> **Extract to read**:
The switch control unit 2 comprises a field effect transistor Q1, a diode D3, a resistor R15, a resistor R16, a resistor R11, a capacitor C8 and a capacitor C10. A grid electrode of the field effect transistor Q1 connects to a grid electrode drive pin GATE of the constant current IC chip U1 via the resistor R15. A drain electrode of the field effect transistor Q1 connects to the 300V voltage input via the diode D3 and the resistor R11. A source electrode of the field effect transistor Q1 connects to a current detection pin CS of the constant current IC chip U1 via the resistor R16.
The capacitor C8 is connected in parallel with two ends of the resistor R11, and the capacitor C10 is connected between the drain electrode and the source electrode of the field effect transistor Q1.
The driving unit 3 comprises a transformer T2, a diode D4, a capacitor C14, a resistor R14 and a capacitor C11. A first primary coil of the transformer T2 has one end which connects to the 300V voltage input and another end which connects to the drain electrode of the field effect transistor Q1. A second primary coil of the transformer T2 has one end which connects to the zero current detection pin ZCD of the constant current IC chip U1 and another end which is grounded. A secondary coil of the transformer T2 has one end which connects to a positive pole of an LED load via the resistor R14 and the capacitor C11 and another end which connects to a negative pole of the LED load.

> **Extracted data**:
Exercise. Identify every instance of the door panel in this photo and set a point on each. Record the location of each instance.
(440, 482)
--
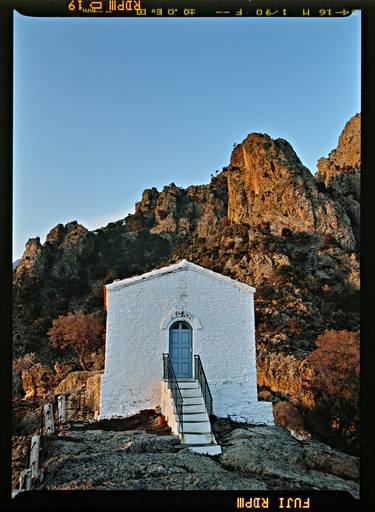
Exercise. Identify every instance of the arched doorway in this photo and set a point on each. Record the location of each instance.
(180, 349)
==
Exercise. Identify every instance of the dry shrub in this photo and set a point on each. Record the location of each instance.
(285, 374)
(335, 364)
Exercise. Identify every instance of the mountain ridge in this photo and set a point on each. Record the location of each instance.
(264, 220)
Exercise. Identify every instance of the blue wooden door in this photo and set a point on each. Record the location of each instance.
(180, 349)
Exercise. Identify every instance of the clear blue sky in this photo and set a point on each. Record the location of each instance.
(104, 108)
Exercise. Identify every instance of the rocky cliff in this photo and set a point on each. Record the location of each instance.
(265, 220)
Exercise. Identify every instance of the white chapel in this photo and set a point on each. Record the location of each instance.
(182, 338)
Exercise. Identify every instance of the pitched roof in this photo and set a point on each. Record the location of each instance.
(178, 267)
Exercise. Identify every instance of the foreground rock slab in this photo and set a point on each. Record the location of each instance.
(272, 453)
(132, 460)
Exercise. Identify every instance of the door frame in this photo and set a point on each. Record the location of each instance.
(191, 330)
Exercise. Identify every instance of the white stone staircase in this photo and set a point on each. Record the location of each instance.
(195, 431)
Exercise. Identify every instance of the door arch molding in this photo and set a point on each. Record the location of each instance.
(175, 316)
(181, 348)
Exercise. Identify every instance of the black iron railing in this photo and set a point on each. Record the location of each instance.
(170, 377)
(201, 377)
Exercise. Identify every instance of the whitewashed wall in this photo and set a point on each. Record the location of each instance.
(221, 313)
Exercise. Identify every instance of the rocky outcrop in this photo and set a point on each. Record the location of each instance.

> **Challenges**:
**a.** Could you restate the paragraph of the circuit description that begins "The switch control unit 2 comprises" as a short list, keeping its main facts?
**b.** Will you reproduce the part of the records that opens with the line containing "Exercise. Identify every instance of the pitched" and closes with the line containing "Exercise. Identify every instance of the rocky outcrop"?

> **Task answers**:
**a.**
- Parts of switch control unit 2: field effect transistor Q1, diode D3, resistors R15, R16 and R11, and capacitors C8 and C10.
- The grid electrode of Q1 connects to the grid electrode drive pin GATE of constant current IC chip U1 through R15.
- The drain electrode of Q1 connects to the 300V voltage input through D3 and R11.
- The source electrode of Q1 connects to the current detection pin CS of U1 through R16.

**b.**
Exercise. Identify every instance of the pitched roof in this photo and set a point on each. Record the location of each instance.
(178, 267)
Exercise. Identify every instance of the foreground rock slab in this photo and set a point on each. Record the location of each instance.
(272, 453)
(132, 460)
Exercise. Identify every instance of the door frame in this photo and set a point on each. Record the location of each instance.
(191, 330)
Exercise. Identify every instance of the white stone staircase in this photo and set a point on each. Record the location of each instance.
(195, 431)
Exercise. Identify every instance of the door arch molding in this photo and set a point on each. Record the location of each instance.
(175, 316)
(181, 348)
Exercise. Identify every instance of the black iron railing in this photo and set a point on each. Record the location of each instance.
(170, 377)
(201, 377)
Exercise. Identify every instance of the whitewashed wall in this photo and set a point on each. Record the location of each instance.
(221, 313)
Exercise. Identify every instance of the rocky outcrop in this photo and set a point on each. Record the location of each instance.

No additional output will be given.